Another supported model for memories and pointers is in accessing external memory. When using HLS, any pointer access on function parameters implies either a variable or an external memory. HLS defines an external memory as any memory outside of the scope of the compiler-generated RTL. This means that the memory might be located in another function in the FPGA or in part of an off-chip memory, such as DDR.

Software Verification and Vivado HLS

Software Test Bench

Verification of any HLS-generated module requires a software test bench. The software test bench serves the following important functions:

  • To prove that the software targeted for FPGA implementation runs and does not create a segmentation fault.

  • To prove the functional correctness of the algorithm.

Segmentation faults

Segmentation faults are an issue in HLS as they are in any other compiler. However, there is a difference in how the coding error that caused the issue is detected.

In a processor-based execution, segmentation faults are caused by a program trying to access a memory location that is not known to the processor. Detection of this error is relatively straightforward at runtime based on the following sequence of events:

  1. Processor detects a memory access violation and notifies the operating system (OS).

  2. OS signals the program or process causing the error.

  3. After receiving the error signal from the OS, the program terminates and generates a core dump file for analysis.

In an HLS-generated implementation, it is difficult to detect a segmentation fault, because there is no processor and no operating system monitoring program execution. The only indicator of a segmentation fault is the appearance of incorrect result values generated by the circuit.

RECOMMENDED: When working with HLS, it is recommended that the designer ensure that the software test bench compiles and executes the function without issues on a processor. This guarantees that the HLS-generated implementation will not result in a segmentation fault.

The other purpose of the software test bench is to prove the functional correctness of an algorithm targeted towards FPGA execution. For the generated hardware implementation, the HLS compiler guarantees only functional equivalence with the original C/C++ code. Therefore, the existence of a good software test bench is required to minimize efforts in hardware verification and validation.

A good software test bench is characterized by the execution of thousands or millions of data set tests on the software implementation of an algorithm. This allows the designer to assert with a high level of confidence that the algorithm was captured properly. However, even with many test vectors, it is sometimes still possible to detect errors in the HLS-generated output during hardware verification of an FPGA design. Detecting functional errors during hardware verification means that the software test bench was incomplete. Applying the offending test vector to the C/C++ execution reveals the incorrect statement in the algorithm.

IMPORTANT: Errors must not be fixed directly in the generated RTL. Any issues with functional correctness are a direct result of the functional correctness of the software algorithm.

TIP: The software test bench used to exercise an algorithm targeted for FPGA implementation with HLS does not have any coding style restrictions. The software engineer is free to use any valid C/C++ coding style or construct to thoroughly test the functional correctness of an algorithm.

Code Coverage

Code coverage indicates what percentage of the statements in a design are exercised by the test bench code. This metric, which can be generated by tools like gcov, gives an idea of the quality of the test vectors used to exercise the algorithm.

At a minimum, a test bench must receive a 90% code coverage score to be considered an adequate test of an algorithm. This means that the test vectors trigger all branches in case statements, conditional if-else statements, and for loops. Aside from the overall coverage metric, the report generated by code coverage tools provide insight into which parts of a function are executed and which are not.

## Material for the task
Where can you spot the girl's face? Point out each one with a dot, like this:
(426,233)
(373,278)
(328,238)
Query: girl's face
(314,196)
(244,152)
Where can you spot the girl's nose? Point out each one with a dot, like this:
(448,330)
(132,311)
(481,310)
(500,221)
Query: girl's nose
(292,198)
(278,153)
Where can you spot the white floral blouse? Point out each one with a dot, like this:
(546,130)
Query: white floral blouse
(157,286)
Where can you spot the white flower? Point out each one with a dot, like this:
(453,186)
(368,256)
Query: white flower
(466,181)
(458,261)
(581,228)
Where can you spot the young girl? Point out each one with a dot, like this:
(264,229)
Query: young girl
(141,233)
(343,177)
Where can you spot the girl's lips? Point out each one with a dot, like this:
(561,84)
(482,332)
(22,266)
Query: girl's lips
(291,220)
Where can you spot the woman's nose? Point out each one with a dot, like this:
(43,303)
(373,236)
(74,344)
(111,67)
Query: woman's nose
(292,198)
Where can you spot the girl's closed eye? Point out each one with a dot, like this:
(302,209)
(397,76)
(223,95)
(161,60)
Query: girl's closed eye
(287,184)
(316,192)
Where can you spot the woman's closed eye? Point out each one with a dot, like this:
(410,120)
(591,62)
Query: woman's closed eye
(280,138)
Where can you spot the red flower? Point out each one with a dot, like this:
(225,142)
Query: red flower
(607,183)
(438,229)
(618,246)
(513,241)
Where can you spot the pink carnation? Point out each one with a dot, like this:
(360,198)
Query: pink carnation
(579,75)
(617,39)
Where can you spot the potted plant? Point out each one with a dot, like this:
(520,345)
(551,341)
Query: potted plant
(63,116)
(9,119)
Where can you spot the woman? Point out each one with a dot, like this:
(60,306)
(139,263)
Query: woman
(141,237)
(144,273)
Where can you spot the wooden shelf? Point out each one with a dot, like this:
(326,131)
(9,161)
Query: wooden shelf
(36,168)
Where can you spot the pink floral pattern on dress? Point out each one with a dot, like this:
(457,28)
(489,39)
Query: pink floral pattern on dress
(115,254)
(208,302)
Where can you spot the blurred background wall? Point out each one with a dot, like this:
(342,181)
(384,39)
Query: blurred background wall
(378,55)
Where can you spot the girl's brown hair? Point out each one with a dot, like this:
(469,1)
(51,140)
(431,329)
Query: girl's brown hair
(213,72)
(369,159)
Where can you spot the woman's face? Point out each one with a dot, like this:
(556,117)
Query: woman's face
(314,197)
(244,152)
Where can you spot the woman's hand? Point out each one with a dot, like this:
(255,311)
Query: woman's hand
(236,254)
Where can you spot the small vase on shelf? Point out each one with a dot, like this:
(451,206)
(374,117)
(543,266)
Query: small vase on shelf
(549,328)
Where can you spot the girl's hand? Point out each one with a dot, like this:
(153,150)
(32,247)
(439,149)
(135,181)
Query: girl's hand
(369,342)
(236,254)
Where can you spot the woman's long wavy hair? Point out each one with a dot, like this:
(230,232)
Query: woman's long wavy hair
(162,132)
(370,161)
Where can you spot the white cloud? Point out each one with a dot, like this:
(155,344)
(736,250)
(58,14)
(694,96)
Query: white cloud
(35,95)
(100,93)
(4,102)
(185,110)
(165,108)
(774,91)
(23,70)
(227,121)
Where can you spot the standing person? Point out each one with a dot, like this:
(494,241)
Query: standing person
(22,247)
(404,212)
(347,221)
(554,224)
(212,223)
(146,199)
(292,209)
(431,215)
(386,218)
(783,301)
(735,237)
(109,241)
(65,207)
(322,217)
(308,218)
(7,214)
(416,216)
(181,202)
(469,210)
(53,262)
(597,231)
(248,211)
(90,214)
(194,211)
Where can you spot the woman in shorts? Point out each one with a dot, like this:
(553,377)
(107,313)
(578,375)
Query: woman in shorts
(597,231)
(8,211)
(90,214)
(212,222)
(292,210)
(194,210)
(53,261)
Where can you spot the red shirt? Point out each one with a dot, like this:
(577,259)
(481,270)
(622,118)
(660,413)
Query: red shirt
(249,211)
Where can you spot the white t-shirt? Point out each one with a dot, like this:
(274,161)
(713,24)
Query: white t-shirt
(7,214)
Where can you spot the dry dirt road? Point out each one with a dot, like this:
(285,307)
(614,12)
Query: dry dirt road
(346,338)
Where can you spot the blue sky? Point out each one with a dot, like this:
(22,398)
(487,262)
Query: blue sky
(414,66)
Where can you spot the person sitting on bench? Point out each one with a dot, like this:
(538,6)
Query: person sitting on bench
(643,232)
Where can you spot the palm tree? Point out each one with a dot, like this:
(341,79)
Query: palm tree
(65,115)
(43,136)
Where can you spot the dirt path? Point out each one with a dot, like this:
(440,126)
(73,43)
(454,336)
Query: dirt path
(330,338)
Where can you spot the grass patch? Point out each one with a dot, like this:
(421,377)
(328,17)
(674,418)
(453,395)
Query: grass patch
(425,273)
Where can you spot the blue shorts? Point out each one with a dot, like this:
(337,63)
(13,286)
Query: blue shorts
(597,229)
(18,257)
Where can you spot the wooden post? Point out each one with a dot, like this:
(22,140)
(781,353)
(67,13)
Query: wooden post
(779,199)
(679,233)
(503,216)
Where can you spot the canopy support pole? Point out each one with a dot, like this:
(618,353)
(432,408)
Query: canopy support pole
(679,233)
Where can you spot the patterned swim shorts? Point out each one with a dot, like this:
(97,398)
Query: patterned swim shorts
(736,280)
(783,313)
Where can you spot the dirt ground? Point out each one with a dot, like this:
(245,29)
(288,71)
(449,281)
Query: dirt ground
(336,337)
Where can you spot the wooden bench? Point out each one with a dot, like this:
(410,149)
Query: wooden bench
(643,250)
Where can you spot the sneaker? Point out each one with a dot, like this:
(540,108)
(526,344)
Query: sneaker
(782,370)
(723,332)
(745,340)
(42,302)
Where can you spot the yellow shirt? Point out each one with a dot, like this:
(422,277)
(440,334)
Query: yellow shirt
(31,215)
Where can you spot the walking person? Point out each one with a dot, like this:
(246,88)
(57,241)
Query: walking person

## Work to do
**1.** Copy the records word for word, from the line containing "Where can you spot the grass" through the end of the records.
**2.** Carry on the passage about software verification with Vivado HLS, picking up after its last sentence.

## Answers by task
**1.**
Where can you spot the grass patch? Point out each one with a dot, like this:
(421,377)
(328,17)
(674,418)
(453,395)
Query: grass patch
(425,273)
Where can you spot the blue shorts? Point out each one with a dot, like this:
(337,63)
(13,286)
Query: blue shorts
(597,229)
(18,257)
Where can you spot the wooden post? Point out each one with a dot, like this:
(22,140)
(781,353)
(67,13)
Query: wooden post
(779,199)
(679,233)
(503,216)
Where can you spot the canopy support pole? Point out each one with a dot, like this:
(618,353)
(432,408)
Query: canopy support pole
(679,233)
Where can you spot the patterned swim shorts? Point out each one with a dot, like this:
(97,398)
Query: patterned swim shorts
(736,280)
(783,313)
Where can you spot the dirt ground? Point out each one with a dot, like this:
(245,29)
(288,71)
(449,281)
Query: dirt ground
(336,337)
Where can you spot the wooden bench? Point out each one with a dot, like this:
(410,149)
Query: wooden bench
(643,250)
Where can you spot the sneaker? Point out each one with a dot, like this:
(540,108)
(526,344)
Query: sneaker
(782,370)
(723,332)
(745,340)
(42,302)
Where can you spot the yellow shirt? Point out each one with a dot, like this:
(422,277)
(440,334)
Query: yellow shirt
(31,215)
Where can you spot the walking person? Point out each one with a dot, like this:
(246,88)
(57,241)
Query: walking person

**2.**
Running gcov requires that the code is compiled with additional flags that generate the information needed for profiling the execution of a program. Example gcov command on example code named example.c

gcc --fprofile-arcs --ftest-coverage example.c
  ./a.out
  gcov example.c    

Uninitialized Variables

Uninitialized variables are a result of a poor coding style in which the designer does not initialize variables to 0 at the point of declaration. For example,

int A;
  int B;
  ...
  A = B * 100;

Although some processor compilers resolve the problem by automatically assigning 0 at the point of declaration, HLS does not use this type of solution. HLS assumes that any undefined behavior in the user code can be optimized out of the resulting implementation. This triggers an optimization cascade effect that can reduce the circuit to nothing. A user can detect this type of error by noticing the empty RTL files for the generated implementation.

A better way to detect this type of error is to use code analysis tools, such as valgrind & Coverity. Both of these tools flag uninitialized variables in the user program. Like all software quality issues, uninitialized variables must be resolved before the code is compiled with HLS.

Out-of-Bounds Memory Access

In HLS, memory accesses are expressed either as operations on an array or as operations on an external memory through a pointer. In the case of out-of-bounds memory access, the focus is on arrays that are converted into memory blocks by HLS.

In a processor compiler, this type of address overflow triggers the address counter to reset to 0. Although the result is functionally incorrect, this kind of error does not usually result in a program crash.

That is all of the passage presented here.